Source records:
※ ※ ※

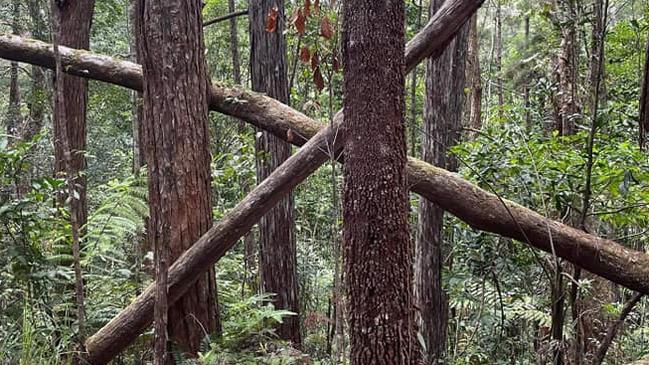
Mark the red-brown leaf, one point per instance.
(315, 61)
(305, 55)
(300, 22)
(307, 8)
(335, 62)
(271, 20)
(325, 28)
(317, 79)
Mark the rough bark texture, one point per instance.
(474, 77)
(14, 119)
(567, 102)
(175, 123)
(277, 257)
(37, 99)
(76, 19)
(468, 202)
(445, 77)
(644, 102)
(378, 264)
(480, 209)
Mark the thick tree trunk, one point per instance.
(76, 19)
(175, 122)
(445, 77)
(474, 77)
(375, 215)
(277, 256)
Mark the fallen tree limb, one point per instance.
(225, 17)
(480, 209)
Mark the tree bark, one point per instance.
(277, 256)
(445, 77)
(75, 23)
(37, 98)
(474, 75)
(378, 263)
(644, 103)
(178, 159)
(567, 100)
(14, 118)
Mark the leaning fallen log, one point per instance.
(478, 208)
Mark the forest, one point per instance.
(273, 182)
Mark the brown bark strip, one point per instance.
(277, 253)
(378, 262)
(644, 102)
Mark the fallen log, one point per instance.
(480, 209)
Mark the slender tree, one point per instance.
(644, 102)
(474, 77)
(75, 22)
(276, 229)
(445, 79)
(375, 214)
(175, 124)
(14, 118)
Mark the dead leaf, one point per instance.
(315, 61)
(305, 55)
(271, 20)
(300, 22)
(317, 79)
(307, 8)
(325, 28)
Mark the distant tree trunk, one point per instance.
(14, 119)
(37, 99)
(445, 78)
(567, 63)
(175, 122)
(249, 239)
(76, 19)
(644, 102)
(526, 82)
(376, 234)
(276, 229)
(474, 77)
(61, 114)
(499, 57)
(135, 36)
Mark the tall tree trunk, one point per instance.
(61, 114)
(375, 214)
(137, 114)
(499, 57)
(76, 19)
(644, 102)
(37, 98)
(276, 229)
(175, 122)
(474, 77)
(14, 119)
(445, 77)
(567, 99)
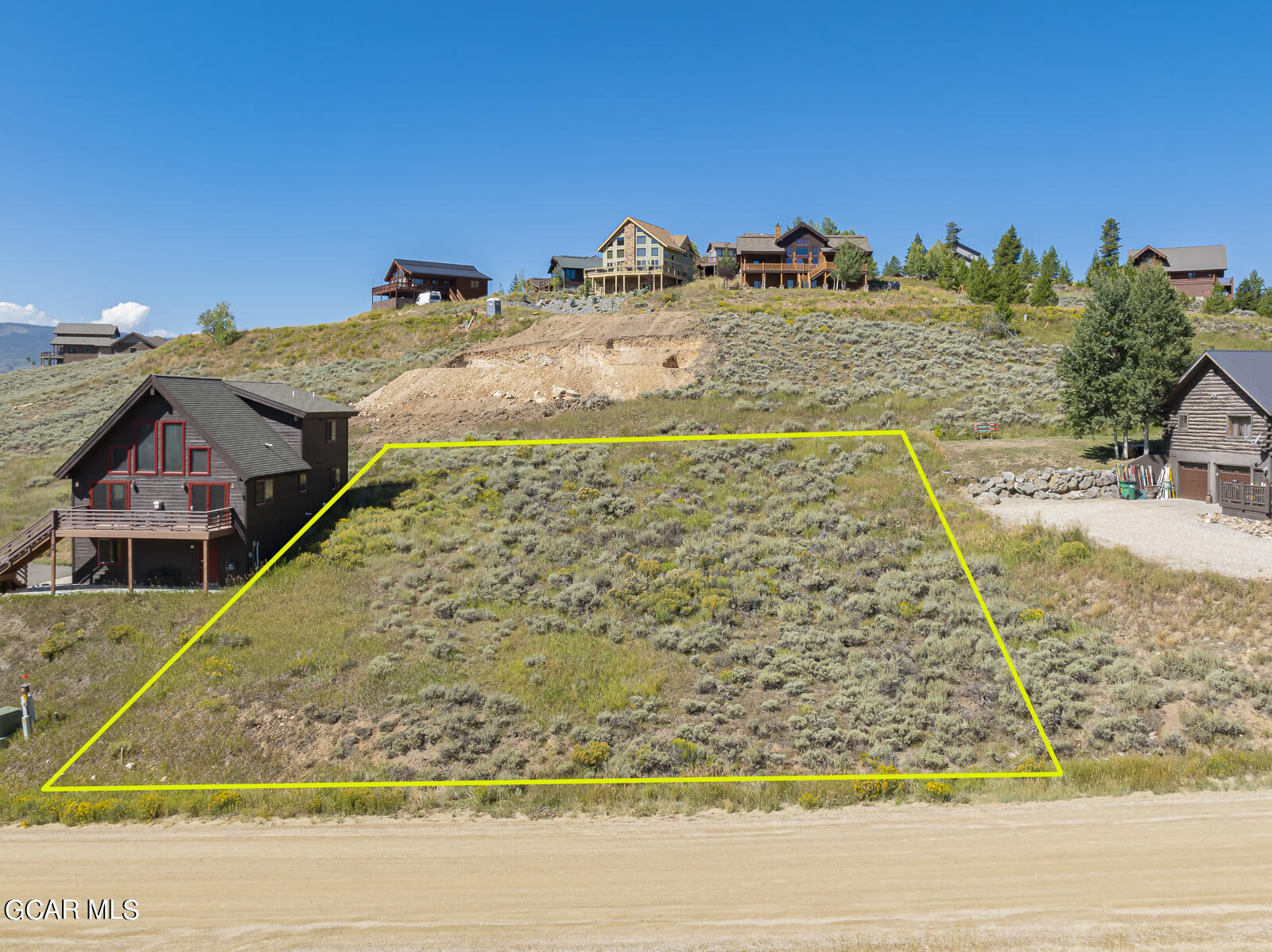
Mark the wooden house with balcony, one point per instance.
(1218, 428)
(799, 257)
(191, 481)
(1193, 269)
(406, 280)
(638, 256)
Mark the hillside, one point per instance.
(686, 609)
(21, 345)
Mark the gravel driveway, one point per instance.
(1161, 530)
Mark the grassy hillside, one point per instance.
(688, 609)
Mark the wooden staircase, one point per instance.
(27, 545)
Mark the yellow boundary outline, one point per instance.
(51, 784)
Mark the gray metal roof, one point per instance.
(301, 402)
(254, 447)
(1199, 257)
(439, 267)
(87, 330)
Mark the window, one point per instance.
(173, 447)
(144, 459)
(1238, 426)
(205, 497)
(108, 496)
(110, 551)
(118, 459)
(264, 492)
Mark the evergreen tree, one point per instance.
(916, 257)
(1030, 266)
(1250, 292)
(1161, 343)
(1049, 265)
(1218, 301)
(1096, 365)
(1043, 294)
(981, 286)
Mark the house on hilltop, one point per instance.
(799, 257)
(191, 481)
(642, 256)
(1193, 269)
(1218, 430)
(406, 280)
(74, 342)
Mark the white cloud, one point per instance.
(13, 313)
(127, 315)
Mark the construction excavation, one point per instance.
(556, 364)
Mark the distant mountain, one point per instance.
(22, 341)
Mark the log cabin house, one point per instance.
(1218, 430)
(191, 481)
(1192, 269)
(406, 280)
(801, 257)
(76, 342)
(638, 256)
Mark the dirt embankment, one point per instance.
(555, 364)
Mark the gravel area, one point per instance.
(1169, 532)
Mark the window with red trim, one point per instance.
(175, 447)
(120, 458)
(145, 453)
(110, 496)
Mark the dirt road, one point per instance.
(1180, 871)
(1161, 530)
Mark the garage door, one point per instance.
(1234, 474)
(1193, 481)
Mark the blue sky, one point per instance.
(167, 157)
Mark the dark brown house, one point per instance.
(73, 342)
(1219, 431)
(192, 481)
(406, 280)
(1192, 269)
(801, 257)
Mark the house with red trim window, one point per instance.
(191, 481)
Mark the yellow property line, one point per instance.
(51, 784)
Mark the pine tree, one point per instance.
(916, 257)
(1043, 294)
(1096, 365)
(1161, 343)
(981, 286)
(1030, 266)
(1250, 292)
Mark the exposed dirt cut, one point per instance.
(553, 365)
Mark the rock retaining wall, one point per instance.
(1068, 483)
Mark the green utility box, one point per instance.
(10, 721)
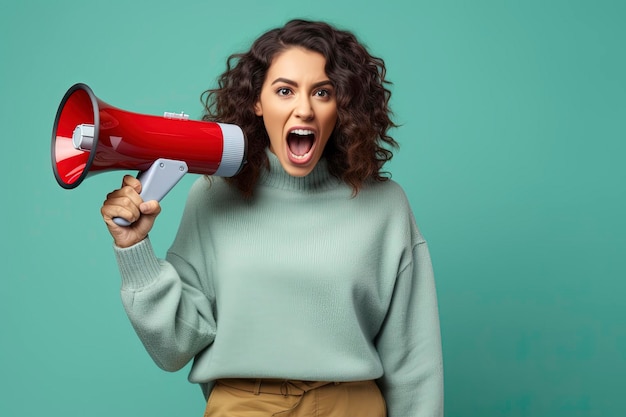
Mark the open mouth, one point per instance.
(300, 143)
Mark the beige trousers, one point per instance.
(287, 398)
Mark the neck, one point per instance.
(317, 180)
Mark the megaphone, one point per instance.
(90, 136)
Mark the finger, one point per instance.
(130, 181)
(152, 208)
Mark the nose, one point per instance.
(304, 109)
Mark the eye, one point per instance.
(283, 91)
(323, 93)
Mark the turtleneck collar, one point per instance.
(317, 180)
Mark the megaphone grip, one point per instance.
(157, 181)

※ ※ ※

DO THIS
Restate the listing above word for word, and skip the pictures.

EXPECTED ANSWER
Mark the red-brown leaf, one point per instance.
(315, 61)
(305, 55)
(300, 22)
(307, 8)
(335, 62)
(271, 20)
(325, 28)
(317, 79)
Mark the rough bark texture, one point per instance.
(474, 77)
(14, 119)
(567, 102)
(175, 123)
(277, 257)
(37, 99)
(76, 19)
(468, 202)
(445, 77)
(644, 102)
(378, 264)
(480, 209)
Mark the thick tree trunk, one point per instance.
(76, 19)
(175, 122)
(445, 77)
(474, 77)
(375, 215)
(277, 256)
Mark the fallen tree limb, one point per instance.
(225, 17)
(480, 209)
Mark the tree bark, one point per instance.
(277, 256)
(445, 77)
(75, 23)
(37, 98)
(474, 75)
(378, 263)
(644, 103)
(178, 159)
(567, 100)
(14, 118)
Mark the leaning fallen log, one point per instance.
(478, 208)
Mark the forest, one point per instance.
(273, 182)
Mark the brown bark strip, one point per instance.
(277, 253)
(378, 262)
(644, 102)
Mark the fallen log, one point per instance.
(480, 209)
Mark the slender tree, one point per instance.
(644, 102)
(474, 77)
(75, 22)
(276, 229)
(445, 79)
(375, 214)
(175, 124)
(14, 118)
Mark the dead leaf, one point per instance.
(315, 61)
(305, 55)
(271, 20)
(300, 22)
(317, 79)
(307, 8)
(325, 28)
Mark the distant tree trunk, one point per instance.
(14, 119)
(37, 99)
(445, 78)
(567, 63)
(175, 122)
(249, 239)
(76, 19)
(644, 102)
(526, 82)
(376, 234)
(276, 229)
(474, 77)
(61, 114)
(499, 57)
(135, 36)
Mark the tall tree trunk, one point per instance.
(61, 114)
(375, 214)
(137, 114)
(499, 57)
(76, 19)
(644, 102)
(37, 98)
(276, 229)
(175, 122)
(474, 77)
(14, 119)
(445, 77)
(567, 99)
Mark the wooden house with balcony, one point per instance.
(1218, 428)
(799, 257)
(191, 481)
(1193, 269)
(406, 280)
(638, 256)
Mark the hillside, one point per instance.
(686, 609)
(21, 345)
Mark the gravel driveway, one point per instance.
(1161, 530)
Mark the grassy hillside, one point per instance.
(688, 609)
Mark the wooden staircase, one point per instance.
(27, 545)
Mark the yellow boundary outline, one point per instance.
(51, 784)
Mark the gray metal roof, one point per instance.
(301, 402)
(254, 447)
(1199, 257)
(439, 267)
(87, 330)
Mark the window, one point per instance.
(173, 447)
(144, 459)
(1238, 426)
(205, 497)
(108, 496)
(110, 551)
(118, 459)
(264, 492)
Mark the evergreen tree, one point per instance.
(916, 257)
(1030, 266)
(1250, 292)
(1161, 343)
(1049, 265)
(1218, 301)
(1096, 365)
(1043, 294)
(981, 286)
Mark the house on hilltop, one point per instance.
(799, 257)
(191, 481)
(642, 256)
(1193, 269)
(1218, 430)
(406, 280)
(74, 342)
Mark the white cloud, one point per instance.
(13, 313)
(127, 315)
Mark the construction excavation, one point per instance.
(556, 364)
Mark the distant mountain, one point per instance.
(22, 341)
Mark the log cabin house, one point per instance.
(1218, 430)
(191, 481)
(1192, 269)
(406, 280)
(801, 257)
(76, 342)
(638, 256)
Mark the dirt embankment, one point per instance.
(555, 364)
Mark the gravel area, one point per instance.
(1169, 532)
Mark the window with red trim, one point per instance.
(175, 447)
(120, 458)
(145, 453)
(110, 496)
Mark the dirt road, one point per instance.
(1180, 871)
(1161, 530)
Mark the garage door, one point per instance.
(1234, 474)
(1193, 481)
Mark the blue sky, one point per instance.
(167, 157)
Mark the dark brown house, one point per instance.
(73, 342)
(1219, 431)
(192, 481)
(406, 280)
(1192, 269)
(801, 257)
Mark the house with red trim window, one point per instance.
(191, 481)
Mark the yellow property line, one point per instance.
(51, 784)
Mark the pine tree, one point per instance.
(916, 257)
(1043, 294)
(1096, 365)
(1161, 343)
(981, 286)
(1030, 266)
(1250, 292)
Mark the exposed dirt cut, one point per instance.
(553, 365)
Mark the rock retaining wall, one point per instance.
(1068, 483)
Mark the green utility box, one point per instance.
(10, 721)
Mark the open mouth, one point per instance.
(300, 143)
Mark the beige trousers, one point per instance.
(287, 398)
Mark the neck, one point per instance.
(317, 180)
Mark the megaphone, one point per instance.
(90, 136)
Mark the finger, one point per instance.
(130, 181)
(152, 208)
Mark the nose, one point per instance.
(304, 109)
Mark the eye, one point per instance.
(283, 91)
(323, 93)
Mark the turtleneck collar, one point per instance.
(317, 180)
Mark the megaphone grip, one point per instance.
(157, 181)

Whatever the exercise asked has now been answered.